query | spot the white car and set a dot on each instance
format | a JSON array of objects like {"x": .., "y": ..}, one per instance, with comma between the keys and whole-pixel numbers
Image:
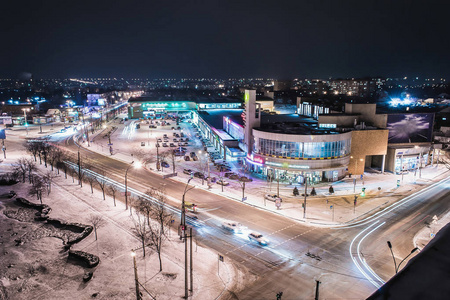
[
  {"x": 233, "y": 226},
  {"x": 259, "y": 238},
  {"x": 273, "y": 198}
]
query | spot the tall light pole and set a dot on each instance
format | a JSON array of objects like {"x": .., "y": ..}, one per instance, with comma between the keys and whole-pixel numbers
[
  {"x": 25, "y": 115},
  {"x": 136, "y": 280},
  {"x": 137, "y": 165},
  {"x": 183, "y": 235}
]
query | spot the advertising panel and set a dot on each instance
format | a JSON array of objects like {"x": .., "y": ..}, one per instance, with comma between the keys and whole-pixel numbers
[{"x": 410, "y": 128}]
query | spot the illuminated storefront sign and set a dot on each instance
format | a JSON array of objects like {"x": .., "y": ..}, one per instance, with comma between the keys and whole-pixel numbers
[
  {"x": 285, "y": 165},
  {"x": 255, "y": 159}
]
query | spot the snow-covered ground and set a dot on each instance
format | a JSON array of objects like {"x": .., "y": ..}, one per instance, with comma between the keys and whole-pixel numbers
[{"x": 40, "y": 269}]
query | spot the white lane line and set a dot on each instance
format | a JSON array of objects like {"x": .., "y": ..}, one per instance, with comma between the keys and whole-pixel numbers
[
  {"x": 363, "y": 262},
  {"x": 354, "y": 260}
]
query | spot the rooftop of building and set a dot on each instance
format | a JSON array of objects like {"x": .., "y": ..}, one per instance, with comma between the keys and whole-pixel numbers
[
  {"x": 214, "y": 117},
  {"x": 181, "y": 97},
  {"x": 292, "y": 124}
]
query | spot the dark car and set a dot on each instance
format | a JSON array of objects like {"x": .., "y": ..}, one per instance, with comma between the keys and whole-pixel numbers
[{"x": 199, "y": 175}]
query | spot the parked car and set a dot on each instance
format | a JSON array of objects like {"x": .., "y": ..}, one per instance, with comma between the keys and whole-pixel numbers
[
  {"x": 272, "y": 197},
  {"x": 222, "y": 182},
  {"x": 199, "y": 175},
  {"x": 233, "y": 226},
  {"x": 259, "y": 238},
  {"x": 177, "y": 152}
]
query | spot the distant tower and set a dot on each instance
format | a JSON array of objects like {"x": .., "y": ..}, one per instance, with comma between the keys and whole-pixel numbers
[{"x": 251, "y": 116}]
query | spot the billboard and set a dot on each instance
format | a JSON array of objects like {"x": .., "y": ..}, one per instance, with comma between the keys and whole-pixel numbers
[{"x": 410, "y": 128}]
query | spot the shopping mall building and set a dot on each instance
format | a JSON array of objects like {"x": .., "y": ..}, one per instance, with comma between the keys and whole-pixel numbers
[{"x": 320, "y": 145}]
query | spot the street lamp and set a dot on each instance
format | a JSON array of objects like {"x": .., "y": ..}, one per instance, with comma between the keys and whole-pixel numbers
[
  {"x": 183, "y": 235},
  {"x": 136, "y": 280},
  {"x": 397, "y": 268},
  {"x": 25, "y": 115},
  {"x": 356, "y": 164},
  {"x": 137, "y": 166}
]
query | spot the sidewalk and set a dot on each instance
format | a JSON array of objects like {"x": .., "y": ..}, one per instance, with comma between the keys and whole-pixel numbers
[
  {"x": 322, "y": 209},
  {"x": 113, "y": 277}
]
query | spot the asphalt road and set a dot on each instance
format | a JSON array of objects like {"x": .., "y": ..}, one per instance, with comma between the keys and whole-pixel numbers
[{"x": 284, "y": 265}]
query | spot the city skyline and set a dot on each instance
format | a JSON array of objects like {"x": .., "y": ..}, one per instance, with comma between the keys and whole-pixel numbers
[{"x": 232, "y": 39}]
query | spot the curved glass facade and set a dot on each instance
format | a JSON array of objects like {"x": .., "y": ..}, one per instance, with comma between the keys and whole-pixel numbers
[{"x": 302, "y": 149}]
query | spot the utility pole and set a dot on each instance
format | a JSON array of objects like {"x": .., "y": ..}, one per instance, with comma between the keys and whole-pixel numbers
[
  {"x": 278, "y": 184},
  {"x": 191, "y": 265},
  {"x": 317, "y": 290},
  {"x": 4, "y": 148},
  {"x": 304, "y": 201},
  {"x": 136, "y": 280},
  {"x": 185, "y": 265},
  {"x": 79, "y": 167}
]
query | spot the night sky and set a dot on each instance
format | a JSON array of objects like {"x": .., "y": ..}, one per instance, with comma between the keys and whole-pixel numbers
[{"x": 221, "y": 39}]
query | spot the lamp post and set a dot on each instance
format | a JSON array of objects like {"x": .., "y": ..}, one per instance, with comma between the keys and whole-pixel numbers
[
  {"x": 356, "y": 164},
  {"x": 137, "y": 165},
  {"x": 183, "y": 235},
  {"x": 25, "y": 115},
  {"x": 397, "y": 267},
  {"x": 136, "y": 280}
]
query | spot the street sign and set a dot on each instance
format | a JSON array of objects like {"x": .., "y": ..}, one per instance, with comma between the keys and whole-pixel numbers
[
  {"x": 277, "y": 203},
  {"x": 170, "y": 175}
]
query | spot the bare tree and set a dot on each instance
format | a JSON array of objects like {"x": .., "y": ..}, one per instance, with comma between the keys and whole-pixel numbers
[
  {"x": 21, "y": 167},
  {"x": 141, "y": 229},
  {"x": 38, "y": 187},
  {"x": 160, "y": 225},
  {"x": 31, "y": 167},
  {"x": 112, "y": 189},
  {"x": 48, "y": 179},
  {"x": 102, "y": 182},
  {"x": 144, "y": 206},
  {"x": 91, "y": 179},
  {"x": 97, "y": 221},
  {"x": 55, "y": 155},
  {"x": 33, "y": 147}
]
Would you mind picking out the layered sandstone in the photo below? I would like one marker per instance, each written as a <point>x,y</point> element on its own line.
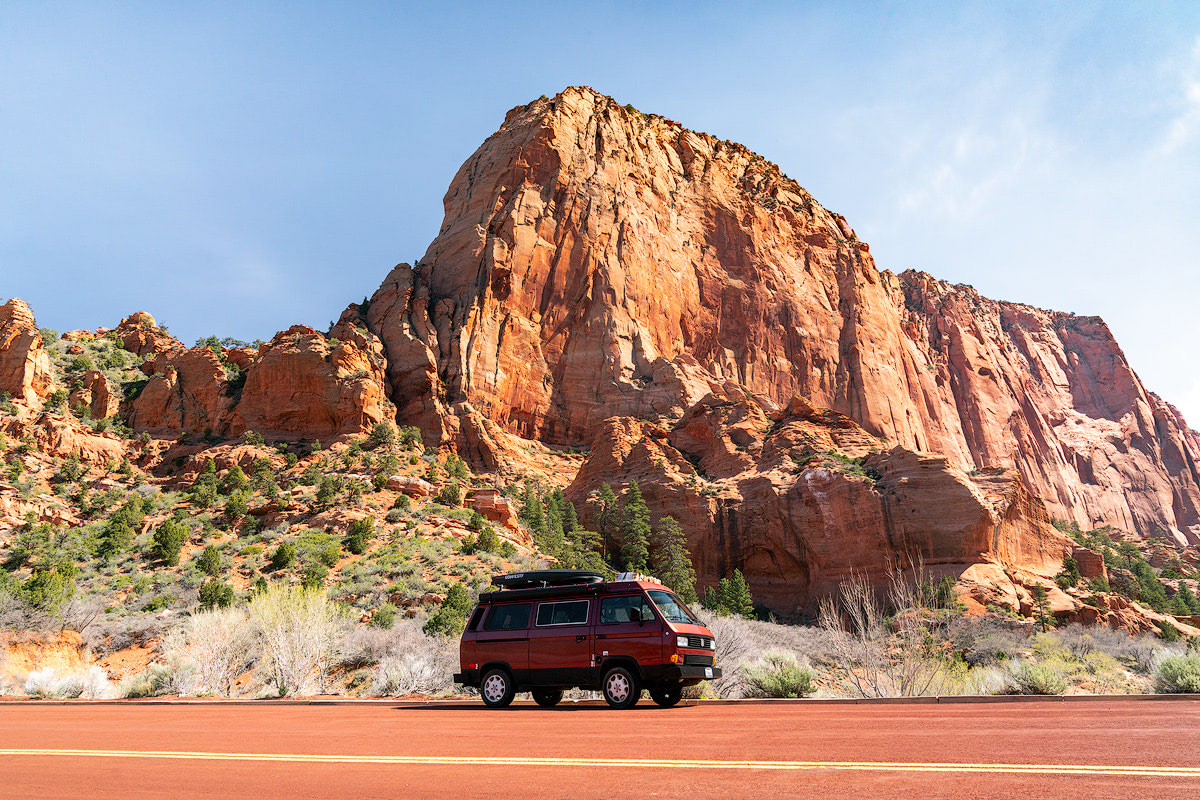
<point>779,495</point>
<point>301,384</point>
<point>24,366</point>
<point>599,262</point>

* WORK INSTRUCTIONS: Repeat the lines of the records verbatim, starting at the line containing "query | spot the night" and stopping after the final line. Images stay out.

* FINAL RESULT:
query | spot the night sky and set a dot on each instance
format | a JSON array of objects like {"x": .., "y": ..}, one per instance, with comma between the keys and whole-pixel numbers
[{"x": 221, "y": 39}]
query | spot the lamp post and set a dot on each instance
format | a JSON array of objects like {"x": .., "y": ..}, one per instance, with comma between the keys and whole-pixel numbers
[
  {"x": 356, "y": 164},
  {"x": 137, "y": 165},
  {"x": 183, "y": 235},
  {"x": 25, "y": 115},
  {"x": 397, "y": 267},
  {"x": 136, "y": 280}
]
query | spot the street sign and set a dot on each instance
format | a JSON array of objects like {"x": .., "y": ..}, one per instance, with comma between the keys and whole-pixel numbers
[
  {"x": 277, "y": 203},
  {"x": 170, "y": 175}
]
query | spot the bare tree and set a dot on each instance
format | a JSON array of objects like {"x": .., "y": ..}, one per instance, with comma between the keys and whole-pixel numbers
[
  {"x": 21, "y": 167},
  {"x": 141, "y": 229},
  {"x": 38, "y": 187},
  {"x": 160, "y": 225},
  {"x": 31, "y": 167},
  {"x": 112, "y": 189},
  {"x": 48, "y": 179},
  {"x": 102, "y": 182},
  {"x": 144, "y": 206},
  {"x": 91, "y": 179},
  {"x": 97, "y": 221},
  {"x": 55, "y": 155},
  {"x": 33, "y": 147}
]
Would you mind picking out the layered sandstone in the photo below? I would like one marker per instance, each written as a <point>x,y</point> element on its own line.
<point>779,495</point>
<point>301,384</point>
<point>24,366</point>
<point>599,262</point>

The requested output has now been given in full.